• Your goal:
Keeping every line intact, print the records that follow.

• Records for this exercise:

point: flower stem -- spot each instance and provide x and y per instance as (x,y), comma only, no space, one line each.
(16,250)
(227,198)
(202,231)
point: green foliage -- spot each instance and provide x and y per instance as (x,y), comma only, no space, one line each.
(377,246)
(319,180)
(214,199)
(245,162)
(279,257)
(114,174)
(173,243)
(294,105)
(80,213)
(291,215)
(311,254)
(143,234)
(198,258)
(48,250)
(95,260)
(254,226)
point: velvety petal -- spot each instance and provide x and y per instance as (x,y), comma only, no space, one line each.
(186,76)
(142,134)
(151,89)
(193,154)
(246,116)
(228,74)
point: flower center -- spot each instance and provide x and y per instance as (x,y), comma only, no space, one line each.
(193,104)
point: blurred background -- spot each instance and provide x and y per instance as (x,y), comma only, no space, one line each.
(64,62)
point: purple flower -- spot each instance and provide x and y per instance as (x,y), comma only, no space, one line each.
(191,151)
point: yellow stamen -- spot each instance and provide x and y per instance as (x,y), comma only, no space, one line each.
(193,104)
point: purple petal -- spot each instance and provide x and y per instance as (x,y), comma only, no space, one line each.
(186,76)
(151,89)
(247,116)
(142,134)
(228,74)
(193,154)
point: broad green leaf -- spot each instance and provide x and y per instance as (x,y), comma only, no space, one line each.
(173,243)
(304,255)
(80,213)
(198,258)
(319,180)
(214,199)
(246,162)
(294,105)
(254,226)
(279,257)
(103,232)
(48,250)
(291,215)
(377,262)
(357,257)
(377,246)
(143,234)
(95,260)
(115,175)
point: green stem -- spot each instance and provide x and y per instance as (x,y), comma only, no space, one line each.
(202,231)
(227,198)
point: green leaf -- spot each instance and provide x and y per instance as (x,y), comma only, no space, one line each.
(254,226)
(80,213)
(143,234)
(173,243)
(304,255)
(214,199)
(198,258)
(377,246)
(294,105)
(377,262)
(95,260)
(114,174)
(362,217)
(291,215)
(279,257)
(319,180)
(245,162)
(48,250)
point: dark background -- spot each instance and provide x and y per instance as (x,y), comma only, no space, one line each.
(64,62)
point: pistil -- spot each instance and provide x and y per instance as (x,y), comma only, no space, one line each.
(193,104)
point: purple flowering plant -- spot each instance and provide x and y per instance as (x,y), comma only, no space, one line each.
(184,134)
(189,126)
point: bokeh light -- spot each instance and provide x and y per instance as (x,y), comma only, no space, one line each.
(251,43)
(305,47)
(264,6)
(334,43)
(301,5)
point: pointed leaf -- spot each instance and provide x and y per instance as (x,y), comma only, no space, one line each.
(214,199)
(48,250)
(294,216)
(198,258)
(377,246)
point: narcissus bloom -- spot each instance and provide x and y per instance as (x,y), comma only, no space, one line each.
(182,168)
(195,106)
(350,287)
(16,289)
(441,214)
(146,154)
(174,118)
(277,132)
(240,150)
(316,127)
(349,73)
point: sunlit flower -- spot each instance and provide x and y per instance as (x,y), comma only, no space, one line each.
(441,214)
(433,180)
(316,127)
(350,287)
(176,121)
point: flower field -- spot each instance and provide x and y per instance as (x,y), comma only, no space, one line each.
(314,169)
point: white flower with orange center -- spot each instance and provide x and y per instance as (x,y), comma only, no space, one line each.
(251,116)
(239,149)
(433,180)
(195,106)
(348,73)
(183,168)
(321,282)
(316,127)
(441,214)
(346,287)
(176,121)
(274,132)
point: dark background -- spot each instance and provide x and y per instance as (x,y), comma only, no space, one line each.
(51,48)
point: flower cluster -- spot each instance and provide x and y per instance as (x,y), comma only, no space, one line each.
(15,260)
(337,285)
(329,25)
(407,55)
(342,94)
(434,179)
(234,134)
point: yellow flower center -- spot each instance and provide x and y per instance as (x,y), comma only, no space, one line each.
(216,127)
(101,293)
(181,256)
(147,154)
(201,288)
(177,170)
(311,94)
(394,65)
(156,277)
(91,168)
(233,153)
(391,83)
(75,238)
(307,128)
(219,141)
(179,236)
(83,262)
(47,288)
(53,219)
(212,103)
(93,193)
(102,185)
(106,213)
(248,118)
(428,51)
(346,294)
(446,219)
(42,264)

• Exercise solution:
point: flower stem -- spot each instance and provide x and y per instance as (x,y), comma only, no space, one line each.
(16,250)
(227,198)
(202,231)
point: green foliage -- spot each instance and provide x and y per instance as (x,y), comma only, no space, one line each.
(377,246)
(319,180)
(214,199)
(245,162)
(279,257)
(114,174)
(173,243)
(294,105)
(80,213)
(291,215)
(311,254)
(143,234)
(198,258)
(48,250)
(95,260)
(254,226)
point: velvety petal -- spot each instance and provide x and y per instance as (x,y), comma only, no space, one line each.
(186,76)
(142,134)
(151,89)
(193,154)
(246,116)
(228,74)
point: flower center -- spot each instance and provide x and y per instance as (x,y), comma only, no space, one line each.
(193,104)
point: blurred background -- spot each instance and provide x and y per instance as (x,y), comma only, no space, one line each.
(64,62)
point: purple flower -- spot each instance and provide x and y per instance as (x,y), comma only, no space, one line each.
(191,151)
point: yellow stamen -- spot each instance and provide x and y per instance as (x,y), comma only, no space, one line each.
(193,104)
point: purple petal -- spot each instance and provide x and y per instance as (x,y), comma only, no space, one line each.
(186,76)
(151,89)
(247,116)
(142,134)
(228,74)
(193,154)
point: broad green leaf -- spot each instance and provide x and y per instance as (x,y), comma only, no space, one line each.
(173,243)
(304,255)
(80,213)
(198,258)
(319,180)
(214,199)
(246,162)
(294,105)
(254,226)
(279,257)
(103,232)
(48,250)
(291,215)
(377,262)
(357,257)
(377,246)
(143,234)
(95,260)
(115,175)
point: green stem -- spot each instance and provide x and y per instance as (x,y), comma only, no space, one line each.
(202,231)
(227,198)
point: green leaf -- spot each instance and provide x and y per instance as (x,y), comma only, no space, one line each.
(254,226)
(80,213)
(143,234)
(173,243)
(304,255)
(214,199)
(198,258)
(377,246)
(294,105)
(377,262)
(95,260)
(114,174)
(362,217)
(291,215)
(279,257)
(319,180)
(245,162)
(48,250)
point: dark background -- spot each instance and provide x and y per instance as (x,y), comma only, no space, one line each.
(64,62)
point: pistil -- spot each instance and provide x and y per instance as (x,y), comma only, no space, one line each.
(193,104)
point: purple flowering plant -- spot each instance and provide x and y per instance as (x,y), comma only, no space, one line each.
(184,134)
(189,126)
point: bokeh light -- spot each instance and provide x and y per instance as (x,y), comma only, no space, one line each.
(251,43)
(305,47)
(264,6)
(334,43)
(301,5)
point: pointed leaf -- spot each instance and provide x and y per instance as (x,y), comma only, no space, one line each.
(214,199)
(48,250)
(294,216)
(198,258)
(377,246)
point: narcissus bloom -- spot each instance and provide x and y per instance as (x,y), comma only, no space, one line each.
(182,168)
(195,106)
(350,287)
(16,289)
(441,214)
(146,154)
(174,118)
(277,132)
(240,150)
(316,127)
(349,73)
point: sunlit flower -- spot each instance and provide x and y per instance as (x,y), comma only, no space, one line each.
(441,214)
(433,180)
(316,127)
(350,287)
(176,121)
point: flower field -- spot each instance and provide x and y per instance as (x,y), comma only, no space, one line each.
(314,169)
point: white flower with orange center -- spot each instance and provide x and y per instance as (x,y), comma only, no space, one line each.
(251,116)
(239,149)
(433,180)
(195,106)
(348,73)
(183,168)
(321,282)
(316,127)
(441,214)
(346,287)
(176,121)
(274,132)
point: dark background -- spot each instance and provide x and y per instance as (x,y), comma only, no space, one line each.
(51,48)
point: flower cluster -- spot each instance and provide x and y per instance as (x,y), comma only, no space, one line each.
(15,260)
(337,285)
(329,25)
(407,55)
(342,94)
(434,179)
(234,134)
point: yellow flower center -- spot each instance and provide x and y per instance as (x,y), comma only, no space, one line each.
(216,127)
(101,293)
(181,256)
(147,154)
(201,288)
(177,170)
(311,94)
(394,65)
(156,277)
(91,168)
(233,153)
(391,83)
(75,238)
(307,128)
(219,141)
(179,236)
(83,262)
(47,288)
(53,219)
(212,103)
(93,193)
(102,185)
(106,213)
(248,118)
(428,51)
(346,294)
(446,219)
(42,264)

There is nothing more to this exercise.